WORK ITEM: Transcribe all of the records, leaving out any pictures.

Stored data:
****************************************
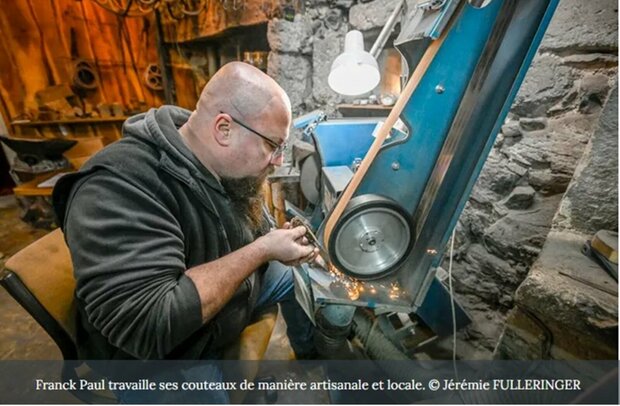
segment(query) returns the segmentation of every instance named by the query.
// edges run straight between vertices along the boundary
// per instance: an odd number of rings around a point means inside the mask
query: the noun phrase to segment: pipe
[[[400,14],[400,11],[403,9],[404,5],[405,5],[405,0],[400,0],[398,2],[396,7],[394,8],[394,11],[392,11],[392,14],[390,14],[387,21],[385,22],[383,29],[381,29],[381,32],[379,33],[379,36],[375,40],[375,43],[372,44],[372,48],[370,49],[370,54],[375,59],[377,59],[377,57],[379,56],[379,53],[381,53],[381,50],[385,46],[385,43],[387,42],[388,38],[390,37],[390,34],[392,33],[392,30],[394,30],[394,26],[396,25],[396,18]]]
[[[356,359],[348,337],[355,306],[329,304],[317,310],[314,340],[323,359]]]
[[[411,360],[383,334],[381,329],[376,326],[374,320],[370,320],[366,312],[359,311],[355,313],[353,317],[353,331],[364,345],[366,354],[371,359]]]

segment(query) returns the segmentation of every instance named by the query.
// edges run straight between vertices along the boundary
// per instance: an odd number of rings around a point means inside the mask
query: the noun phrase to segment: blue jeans
[[[280,303],[282,317],[286,321],[286,335],[295,356],[297,359],[305,359],[315,355],[314,326],[297,303],[294,287],[293,269],[277,261],[270,262],[263,275],[256,311]]]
****************************************
PROBLEM SOLUTION:
segment(query) returns the segmentation of every instance named by the query.
// edges run straight between vertices along the boundary
// per instance: an odd number of rings around a point means inside the mask
query: the noun phrase to segment: pipe
[[[400,14],[400,11],[403,9],[404,5],[405,5],[405,0],[400,0],[398,2],[396,7],[394,8],[394,11],[392,11],[392,14],[390,14],[387,21],[385,22],[383,29],[381,29],[381,32],[379,33],[379,36],[375,40],[375,43],[372,44],[372,48],[370,49],[370,54],[375,59],[377,59],[377,57],[379,56],[379,53],[381,53],[381,50],[385,46],[385,43],[387,42],[388,38],[390,37],[390,34],[392,33],[392,30],[394,30],[394,26],[396,25],[396,18]]]
[[[356,359],[348,337],[355,306],[329,304],[317,310],[314,340],[323,359]]]
[[[411,360],[383,334],[381,329],[376,326],[374,320],[370,320],[366,312],[359,311],[355,313],[353,317],[353,331],[364,345],[366,354],[371,359]]]

segment(query) returns the segmentation of every instance named by the query.
// edges run straight between vertices along the boundary
// per instance: an odd number of rings around a point means inside the mask
query: the noun phrase to segment: blue jeans
[[[280,303],[282,317],[286,321],[286,335],[295,356],[297,359],[305,359],[315,355],[314,326],[297,303],[294,287],[293,269],[277,261],[270,262],[263,275],[256,311]]]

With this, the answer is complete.